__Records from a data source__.
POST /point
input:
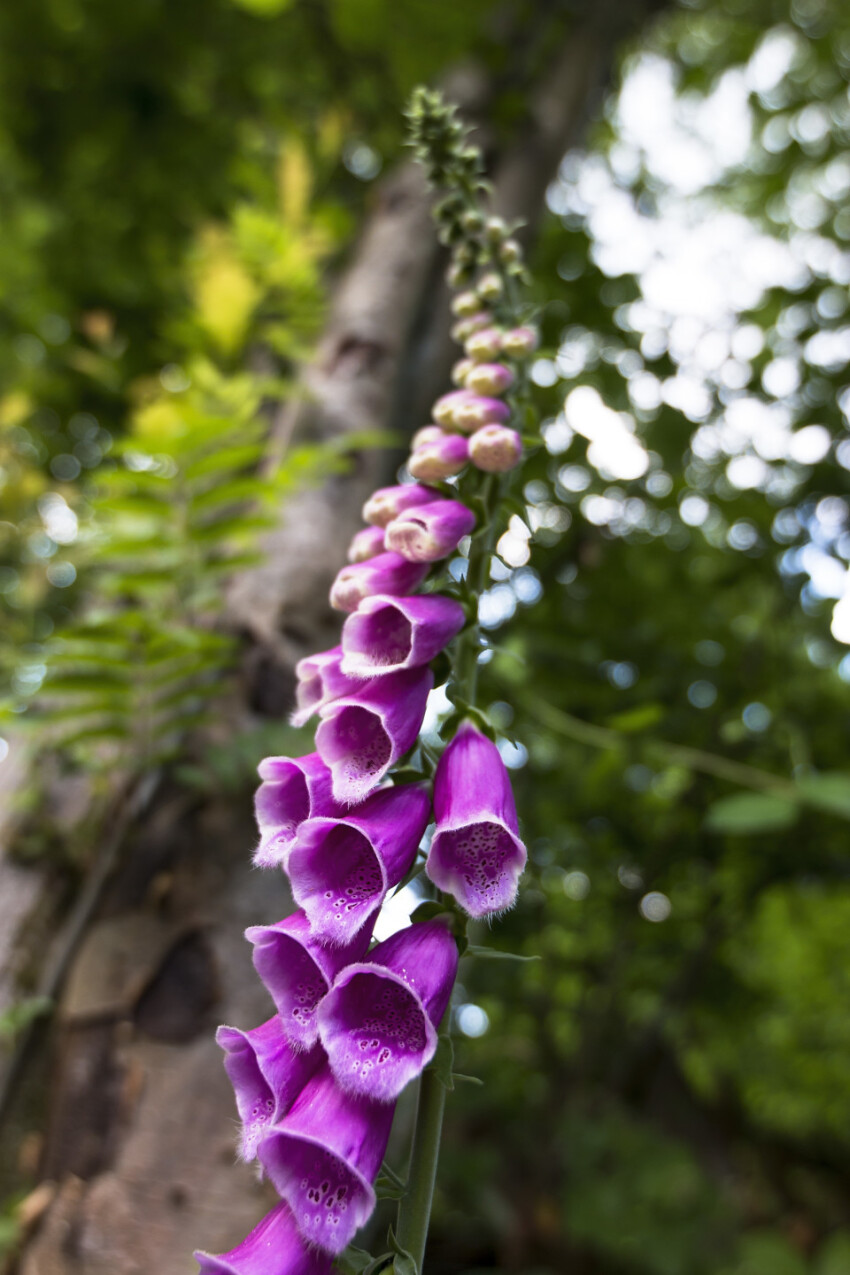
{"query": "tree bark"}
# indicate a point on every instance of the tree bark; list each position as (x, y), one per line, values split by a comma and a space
(139, 1148)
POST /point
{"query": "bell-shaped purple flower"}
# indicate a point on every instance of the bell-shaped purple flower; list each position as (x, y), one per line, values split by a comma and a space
(361, 736)
(385, 573)
(366, 543)
(388, 634)
(292, 791)
(266, 1074)
(320, 680)
(324, 1157)
(440, 458)
(297, 970)
(274, 1247)
(475, 852)
(430, 532)
(379, 1020)
(386, 502)
(342, 868)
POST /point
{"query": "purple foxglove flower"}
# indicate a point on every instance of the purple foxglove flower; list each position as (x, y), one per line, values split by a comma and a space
(292, 791)
(475, 852)
(444, 458)
(427, 434)
(386, 573)
(361, 736)
(477, 411)
(379, 1020)
(342, 868)
(489, 379)
(266, 1074)
(324, 1157)
(430, 532)
(520, 342)
(319, 681)
(386, 502)
(483, 344)
(297, 969)
(388, 634)
(446, 407)
(274, 1247)
(496, 449)
(366, 545)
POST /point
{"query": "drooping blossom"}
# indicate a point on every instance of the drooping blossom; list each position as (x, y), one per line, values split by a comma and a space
(324, 1157)
(342, 868)
(488, 379)
(385, 573)
(483, 344)
(292, 791)
(496, 449)
(366, 543)
(379, 1021)
(388, 634)
(266, 1074)
(297, 970)
(320, 680)
(362, 735)
(274, 1247)
(440, 458)
(477, 409)
(475, 852)
(430, 532)
(386, 502)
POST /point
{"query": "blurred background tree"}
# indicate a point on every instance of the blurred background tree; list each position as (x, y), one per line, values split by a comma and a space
(665, 1088)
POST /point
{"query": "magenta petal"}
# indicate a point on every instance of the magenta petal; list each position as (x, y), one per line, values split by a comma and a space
(297, 970)
(475, 852)
(266, 1074)
(361, 736)
(274, 1247)
(379, 1021)
(388, 634)
(292, 791)
(323, 1159)
(430, 532)
(366, 545)
(342, 868)
(320, 680)
(386, 573)
(386, 502)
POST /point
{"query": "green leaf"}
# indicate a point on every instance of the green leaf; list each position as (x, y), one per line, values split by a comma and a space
(751, 814)
(444, 1062)
(828, 792)
(496, 954)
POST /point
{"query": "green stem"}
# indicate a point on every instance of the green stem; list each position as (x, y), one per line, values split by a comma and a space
(414, 1209)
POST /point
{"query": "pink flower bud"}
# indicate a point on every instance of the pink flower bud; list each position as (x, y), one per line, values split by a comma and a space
(489, 379)
(440, 459)
(366, 543)
(475, 412)
(484, 344)
(386, 502)
(495, 449)
(445, 408)
(464, 328)
(520, 342)
(427, 434)
(460, 369)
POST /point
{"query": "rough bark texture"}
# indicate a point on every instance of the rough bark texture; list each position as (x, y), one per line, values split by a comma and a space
(139, 1146)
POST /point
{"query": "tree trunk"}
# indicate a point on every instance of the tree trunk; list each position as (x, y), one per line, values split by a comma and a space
(139, 1148)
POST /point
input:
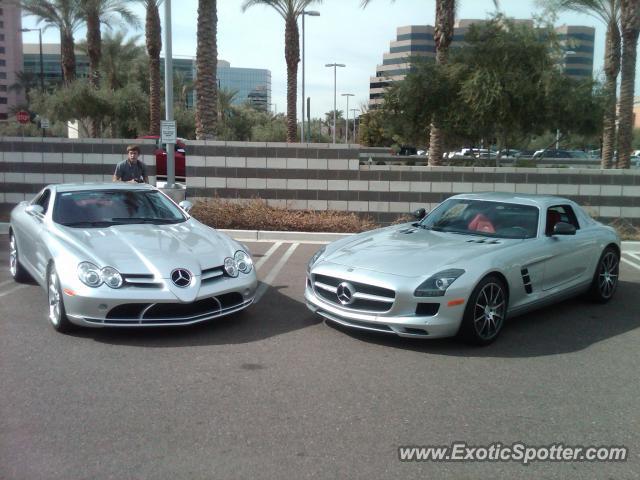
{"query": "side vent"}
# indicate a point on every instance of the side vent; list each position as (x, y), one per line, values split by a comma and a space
(526, 280)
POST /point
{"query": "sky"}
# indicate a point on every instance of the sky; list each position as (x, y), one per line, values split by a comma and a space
(343, 33)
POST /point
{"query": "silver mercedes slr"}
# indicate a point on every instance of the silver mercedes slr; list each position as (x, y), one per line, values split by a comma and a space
(465, 267)
(126, 255)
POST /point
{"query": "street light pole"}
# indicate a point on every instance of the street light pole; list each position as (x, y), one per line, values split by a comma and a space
(335, 93)
(346, 132)
(311, 13)
(354, 110)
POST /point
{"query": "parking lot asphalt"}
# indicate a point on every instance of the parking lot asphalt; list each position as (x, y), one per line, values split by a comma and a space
(275, 393)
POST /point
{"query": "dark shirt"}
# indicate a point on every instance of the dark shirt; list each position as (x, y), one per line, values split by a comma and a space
(126, 171)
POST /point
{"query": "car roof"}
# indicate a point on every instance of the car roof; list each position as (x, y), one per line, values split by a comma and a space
(541, 201)
(76, 187)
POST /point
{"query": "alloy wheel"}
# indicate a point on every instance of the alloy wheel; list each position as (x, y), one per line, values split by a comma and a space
(55, 299)
(608, 274)
(489, 311)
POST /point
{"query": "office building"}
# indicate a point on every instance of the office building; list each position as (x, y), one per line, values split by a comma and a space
(418, 41)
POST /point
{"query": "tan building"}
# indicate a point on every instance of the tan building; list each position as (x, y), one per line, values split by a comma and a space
(418, 41)
(10, 58)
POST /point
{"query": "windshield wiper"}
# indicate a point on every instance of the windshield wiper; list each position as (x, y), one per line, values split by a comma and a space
(95, 224)
(156, 221)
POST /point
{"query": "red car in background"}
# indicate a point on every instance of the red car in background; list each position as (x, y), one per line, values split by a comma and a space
(161, 159)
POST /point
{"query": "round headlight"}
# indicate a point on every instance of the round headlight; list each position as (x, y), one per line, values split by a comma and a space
(89, 274)
(231, 267)
(111, 277)
(243, 261)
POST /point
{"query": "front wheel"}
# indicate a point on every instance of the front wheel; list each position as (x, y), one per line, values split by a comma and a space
(486, 312)
(57, 313)
(605, 279)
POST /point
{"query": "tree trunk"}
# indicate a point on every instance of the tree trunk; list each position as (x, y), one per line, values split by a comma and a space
(206, 66)
(292, 56)
(630, 30)
(445, 15)
(68, 55)
(94, 41)
(154, 44)
(611, 69)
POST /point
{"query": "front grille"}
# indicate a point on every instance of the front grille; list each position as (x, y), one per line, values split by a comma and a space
(174, 312)
(369, 298)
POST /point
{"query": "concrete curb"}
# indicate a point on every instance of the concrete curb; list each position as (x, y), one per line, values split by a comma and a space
(311, 237)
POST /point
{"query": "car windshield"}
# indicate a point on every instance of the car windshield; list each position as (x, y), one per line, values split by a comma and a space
(104, 208)
(486, 218)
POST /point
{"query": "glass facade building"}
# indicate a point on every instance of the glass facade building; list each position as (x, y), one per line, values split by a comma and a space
(418, 41)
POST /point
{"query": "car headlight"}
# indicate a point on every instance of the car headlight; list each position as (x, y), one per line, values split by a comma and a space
(89, 274)
(111, 277)
(436, 285)
(315, 258)
(231, 267)
(243, 261)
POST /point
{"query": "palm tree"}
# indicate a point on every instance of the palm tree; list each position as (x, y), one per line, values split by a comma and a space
(153, 40)
(630, 26)
(443, 35)
(95, 13)
(65, 15)
(608, 11)
(119, 57)
(289, 10)
(206, 70)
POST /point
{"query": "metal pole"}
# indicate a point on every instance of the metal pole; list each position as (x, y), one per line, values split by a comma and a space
(168, 92)
(354, 110)
(302, 125)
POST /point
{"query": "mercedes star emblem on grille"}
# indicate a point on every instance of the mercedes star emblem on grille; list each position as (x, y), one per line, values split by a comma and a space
(181, 277)
(345, 293)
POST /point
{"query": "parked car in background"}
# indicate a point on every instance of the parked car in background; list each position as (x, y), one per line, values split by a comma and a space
(125, 255)
(161, 159)
(464, 268)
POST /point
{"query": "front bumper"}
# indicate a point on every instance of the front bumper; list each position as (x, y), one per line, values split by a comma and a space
(399, 320)
(140, 307)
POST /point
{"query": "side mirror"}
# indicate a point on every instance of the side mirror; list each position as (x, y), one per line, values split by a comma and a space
(34, 210)
(563, 228)
(420, 213)
(186, 205)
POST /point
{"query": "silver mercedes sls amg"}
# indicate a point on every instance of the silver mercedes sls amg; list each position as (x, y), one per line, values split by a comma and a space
(126, 255)
(465, 267)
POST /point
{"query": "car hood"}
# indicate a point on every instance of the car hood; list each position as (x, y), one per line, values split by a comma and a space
(412, 252)
(156, 249)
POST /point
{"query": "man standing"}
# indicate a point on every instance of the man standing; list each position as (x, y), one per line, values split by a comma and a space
(132, 169)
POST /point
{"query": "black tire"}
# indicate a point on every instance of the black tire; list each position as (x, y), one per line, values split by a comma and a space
(57, 314)
(605, 278)
(485, 313)
(18, 272)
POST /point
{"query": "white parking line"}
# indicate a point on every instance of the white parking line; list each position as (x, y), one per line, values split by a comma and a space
(274, 272)
(630, 263)
(266, 256)
(11, 290)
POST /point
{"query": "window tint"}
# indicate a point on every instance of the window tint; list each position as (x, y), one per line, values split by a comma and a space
(560, 213)
(43, 200)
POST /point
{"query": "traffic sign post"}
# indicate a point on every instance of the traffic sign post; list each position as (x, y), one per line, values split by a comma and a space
(23, 117)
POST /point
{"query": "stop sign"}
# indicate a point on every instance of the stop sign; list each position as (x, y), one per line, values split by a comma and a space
(22, 116)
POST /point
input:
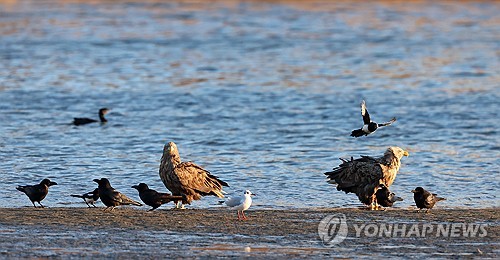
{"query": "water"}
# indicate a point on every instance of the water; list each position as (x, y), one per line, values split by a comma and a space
(263, 95)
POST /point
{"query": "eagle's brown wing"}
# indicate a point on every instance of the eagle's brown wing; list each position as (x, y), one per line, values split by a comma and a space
(361, 176)
(193, 177)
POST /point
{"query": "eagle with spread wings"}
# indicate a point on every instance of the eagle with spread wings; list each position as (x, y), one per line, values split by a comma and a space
(187, 179)
(363, 176)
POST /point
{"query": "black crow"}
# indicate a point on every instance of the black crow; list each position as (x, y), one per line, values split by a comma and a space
(385, 197)
(83, 121)
(424, 199)
(153, 198)
(89, 197)
(369, 126)
(37, 192)
(111, 197)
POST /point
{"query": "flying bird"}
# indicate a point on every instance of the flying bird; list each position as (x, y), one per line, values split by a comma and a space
(90, 197)
(363, 176)
(240, 203)
(111, 197)
(84, 120)
(369, 126)
(424, 199)
(186, 178)
(385, 197)
(153, 198)
(38, 192)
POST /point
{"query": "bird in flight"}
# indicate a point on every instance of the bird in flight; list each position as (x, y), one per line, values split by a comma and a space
(84, 120)
(369, 125)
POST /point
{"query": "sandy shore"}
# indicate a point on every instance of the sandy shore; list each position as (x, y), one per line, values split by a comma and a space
(135, 233)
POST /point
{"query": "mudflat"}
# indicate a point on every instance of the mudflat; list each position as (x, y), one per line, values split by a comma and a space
(136, 233)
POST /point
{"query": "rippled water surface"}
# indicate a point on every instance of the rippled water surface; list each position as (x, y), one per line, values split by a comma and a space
(262, 94)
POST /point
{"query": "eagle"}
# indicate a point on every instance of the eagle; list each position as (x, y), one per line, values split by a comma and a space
(186, 178)
(363, 176)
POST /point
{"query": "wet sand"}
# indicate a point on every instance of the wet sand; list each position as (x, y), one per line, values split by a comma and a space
(135, 233)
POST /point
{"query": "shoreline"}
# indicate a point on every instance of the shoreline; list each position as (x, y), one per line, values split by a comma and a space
(131, 232)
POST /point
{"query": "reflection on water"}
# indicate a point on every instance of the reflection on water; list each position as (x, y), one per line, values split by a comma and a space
(262, 94)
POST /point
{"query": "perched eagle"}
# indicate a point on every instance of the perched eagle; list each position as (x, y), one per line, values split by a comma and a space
(186, 178)
(364, 175)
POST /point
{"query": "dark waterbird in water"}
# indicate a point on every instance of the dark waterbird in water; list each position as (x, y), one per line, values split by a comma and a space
(363, 176)
(385, 197)
(37, 192)
(111, 197)
(153, 198)
(84, 121)
(186, 178)
(89, 197)
(369, 126)
(424, 199)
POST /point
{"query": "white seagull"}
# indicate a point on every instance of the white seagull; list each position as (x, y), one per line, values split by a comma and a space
(240, 203)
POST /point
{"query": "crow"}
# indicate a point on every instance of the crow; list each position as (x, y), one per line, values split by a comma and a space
(424, 199)
(369, 126)
(111, 197)
(153, 198)
(37, 192)
(84, 120)
(385, 197)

__What to produce__. Select every line of the rows above that contains the word "bark", and copy each one out in full.

__Result__.
{"query": "tree bark"}
# indicate a point on every instance of the tree bark; list each position as (x, y), one per line, values split by a comma and a space
{"query": "rough bark texture"}
# indicate a point on every instance of the rough bark texture; list each position as (x, y), one per line, values split by a comma and a space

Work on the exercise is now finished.